Task to carry out » In your answer, reproduce exactly the lines from the beginning of the listing below through the one containing "Target: sponsor logo", and only those lines.

Records provided »
■ ■ ■ ■ ■ ■ ■
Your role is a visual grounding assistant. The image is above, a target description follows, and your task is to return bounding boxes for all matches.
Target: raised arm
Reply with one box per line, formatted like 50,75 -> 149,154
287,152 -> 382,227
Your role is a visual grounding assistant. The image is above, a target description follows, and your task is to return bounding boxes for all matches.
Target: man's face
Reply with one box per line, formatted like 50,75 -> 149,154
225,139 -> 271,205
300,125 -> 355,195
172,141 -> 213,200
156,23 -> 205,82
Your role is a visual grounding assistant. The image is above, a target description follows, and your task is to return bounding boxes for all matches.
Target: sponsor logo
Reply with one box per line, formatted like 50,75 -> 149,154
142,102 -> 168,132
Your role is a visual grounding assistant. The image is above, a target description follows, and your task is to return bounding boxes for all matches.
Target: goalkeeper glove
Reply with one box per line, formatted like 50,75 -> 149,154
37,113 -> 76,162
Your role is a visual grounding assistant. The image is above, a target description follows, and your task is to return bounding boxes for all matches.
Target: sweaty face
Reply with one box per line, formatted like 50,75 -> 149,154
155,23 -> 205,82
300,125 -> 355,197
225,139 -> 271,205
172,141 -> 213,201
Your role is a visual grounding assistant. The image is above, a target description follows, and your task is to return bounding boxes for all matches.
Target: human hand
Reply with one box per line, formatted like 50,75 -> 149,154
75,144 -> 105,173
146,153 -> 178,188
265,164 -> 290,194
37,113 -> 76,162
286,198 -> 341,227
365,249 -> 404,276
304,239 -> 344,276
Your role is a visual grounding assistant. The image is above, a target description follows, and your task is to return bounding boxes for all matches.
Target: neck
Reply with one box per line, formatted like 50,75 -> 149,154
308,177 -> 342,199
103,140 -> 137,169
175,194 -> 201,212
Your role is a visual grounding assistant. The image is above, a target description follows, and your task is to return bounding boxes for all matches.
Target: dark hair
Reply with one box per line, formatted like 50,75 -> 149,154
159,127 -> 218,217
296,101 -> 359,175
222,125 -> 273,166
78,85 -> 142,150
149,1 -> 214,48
■ ■ ■ ■ ■ ■ ■
Output of the task »
Your role is a visual grounding assistant. The image is above, a target description follows, and your task is to return bounding boxes for all matches.
Target: raised arm
Reply with one box per line, formatted like 50,75 -> 149,154
287,152 -> 382,227
Your role is a visual grounding assistant. The image is above, a target description follows, and your task is to return bounding boxes for all matches.
Target: man's face
Reply with one box per line, formatted like 50,75 -> 149,154
225,139 -> 271,205
300,125 -> 355,195
172,141 -> 213,200
156,23 -> 205,82
Your role is a visual grounding assistant. The image is above, a target description follows, and your task is to return bounding boxes for all matches.
Target: sponsor logo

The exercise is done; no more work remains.